> [Instruction a]
In the text on finding quiet at work, when does it say not to go out?
--- begin Text shown ---
In theory, this all sounds great, but what the heck are you supposed to do if you work in a loud, bustling place? (And then go home to loud, bustling place?) Even if your office isn’t particularly noisy, there’s still the sound of typing, people walking about, doors opening and closing, coffee brewing, and chairs scraping to contend with. It’s not easy to escape. So what can you do? How can you find the seemingly elusive peace and quiet that your brain apparently needs to thrive?
1. Buy Earplugs
They’re cheap, reliable, and they work. Of course, if your co-workers play music sans headphones and the general vibe of your workspace is the furthest thing from chill, you’re going to have to take your earplugs and go one step further—maybe it’s to a quiet corner of the office or a no-phones-allowed closed-door area.
Perhaps it’s outside the office doors. Why not head to your car for a few reflective minutes in the early afternoon? Don’t drive to work? Find a bench or a patch of grass that’s away from the main walkway. And don’t go out at prime lunch hour. Let yourself relish in the oddly silent moment(s) before you tackle the rest of the day.
--- end Text shown ---
--- begin Given information ---
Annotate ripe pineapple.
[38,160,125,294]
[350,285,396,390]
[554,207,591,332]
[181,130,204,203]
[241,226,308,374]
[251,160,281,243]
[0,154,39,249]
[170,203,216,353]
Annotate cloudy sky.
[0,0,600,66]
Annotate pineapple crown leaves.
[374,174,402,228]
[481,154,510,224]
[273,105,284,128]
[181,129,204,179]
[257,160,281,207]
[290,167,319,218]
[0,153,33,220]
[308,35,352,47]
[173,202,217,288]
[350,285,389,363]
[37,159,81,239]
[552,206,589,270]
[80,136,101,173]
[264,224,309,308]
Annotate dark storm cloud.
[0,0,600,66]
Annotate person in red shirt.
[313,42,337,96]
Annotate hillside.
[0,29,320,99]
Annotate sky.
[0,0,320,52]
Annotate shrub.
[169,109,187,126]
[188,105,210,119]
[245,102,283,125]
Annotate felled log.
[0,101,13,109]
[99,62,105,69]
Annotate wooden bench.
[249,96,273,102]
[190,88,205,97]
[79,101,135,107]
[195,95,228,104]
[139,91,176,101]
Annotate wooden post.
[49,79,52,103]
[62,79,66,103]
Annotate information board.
--- end Given information ---
> [Instruction b]
Can you resize the records by writing out their lines again, requests included, beginning with the first line of the records and stopping after the line that contains "[0,0,320,52]"? Multiply every bounding-box coordinate by 0.5 and round to whole numbers, rounding halves up.

> [Correct answer a]
At prime lunch hour.

> [Correct answer b]
Annotate ripe pineapple.
[19,80,63,147]
[175,143,198,195]
[277,104,296,166]
[91,65,102,102]
[121,113,154,187]
[126,80,141,122]
[0,77,20,125]
[85,102,108,177]
Annotate cloudy sky.
[0,0,300,33]
Annotate pineapple crown leaves.
[187,87,201,114]
[241,77,255,112]
[137,53,142,64]
[91,65,102,90]
[129,80,141,104]
[145,84,160,109]
[0,77,17,110]
[154,18,176,24]
[87,101,109,144]
[175,143,195,182]
[19,80,41,120]
[276,103,295,135]
[40,68,51,87]
[132,112,155,154]
Annotate dark storm cloud.
[0,0,300,33]
Annotate person in red shirt.
[157,21,169,48]
Annotate hillside.
[0,15,160,50]
Annotate sky.
[0,0,160,26]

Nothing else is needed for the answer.